**Things to do**.
(a) According to the excerpt on duration perception, what sound level meter measured the intensity of the standard sound?
(b) Revise the excerpt on duration perception from "Eleven native monolingual" through "in the experiments.", putting "earphones" wherever "headphones" appears.

**Source**.
..............................
In the present work, we revisit this issue with a special focus on disentangling the contributions of fundamental frequency and intensity to the perceived duration of a sound. We report the results of two forced choice experiments in which the listeners were asked to compare the durations and intensity levels, respectively, of two sounds varying simultaneously in multiple dimensions of duration, fundamental frequency and intensity. The possible confounds between fundamental frequency and intensity are addressed in two ways. First, the sounds presented to the participants have rich spectral content that is band pass filtered to a narrow spectral frequency range well separated from the fundamental frequency. This results in a pitch sensation that corresponds to the fundamental frequency although almost no energy is left at that frequency. This percept is sometimes named the missing fundamental phenomenon since the auditory nerve fibres corresponding to the fundamental are not encoding the signal. Instead, the amplitude modulated movement of the basilar membrane at the band pass frequencies conveys the information with slow oscillations corresponding to the fundamental. Second, using logistic linear regression analysis, the effects of fundamental frequency on both duration and intensity judgments are quantified. Comparing these influences allows us to evaluate whether the contribution of fundamental frequency to loudness is sufficient to explain its effect on duration perception.



In a pilot phase and in an earlier work where similar stimuli were used, the fundamental frequency had an impact on duration judgments of each participant (Šimko et al., 2015). Since every individual recruited for the study was expected to show fundamental frequency modulation of the duration judgment on an individual level, there was no constraint to the minimum sample size. If a participant was not affected by fundamental frequency in their duration judgments, they would be excluded from the analyses since the experimental question for these individuals would not make sense.

Eleven native monolingual Finnish speakers aged 18–40 participated in the experiment. They were screened for normal hearing (<20 dB). The stimuli were presented through headphones that were calibrated for each participant so that the standard sound always had a fixed intensity level of 66 dB SPL (A-weighted) measured by a PeakTech 5055 sound level meter. Every participant took part in both discrimination tasks reported here.1 The experiments were performed according to the guidelines of the Declaration of Helsinki at the University of Helsinki, Finland; the Committee for ethical review granted ethical approval to carry out the study within its facilities and the participants gave their written consent to take part in the experiments.
..............................
**Data extract**.
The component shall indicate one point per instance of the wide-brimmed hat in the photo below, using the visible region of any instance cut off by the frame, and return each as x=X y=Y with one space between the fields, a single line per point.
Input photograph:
..............................
**Outputs by task**.
(a) A PeakTech 5055 sound level meter.

(b)
Eleven native monolingual Finnish speakers aged 18–40 participated in the experiment. They were screened for normal hearing (<20 dB). The stimuli were presented through earphones that were calibrated for each participant so that the standard sound always had a fixed intensity level of 66 dB SPL (A-weighted) measured by a PeakTech 5055 sound level meter. Every participant took part in both discrimination tasks reported here.1 The experiments were performed according to the guidelines of the Declaration of Helsinki at the University of Helsinki, Finland; the Committee for ethical review granted ethical approval to carry out the study within its facilities and the participants gave their written consent to take part in the experiments.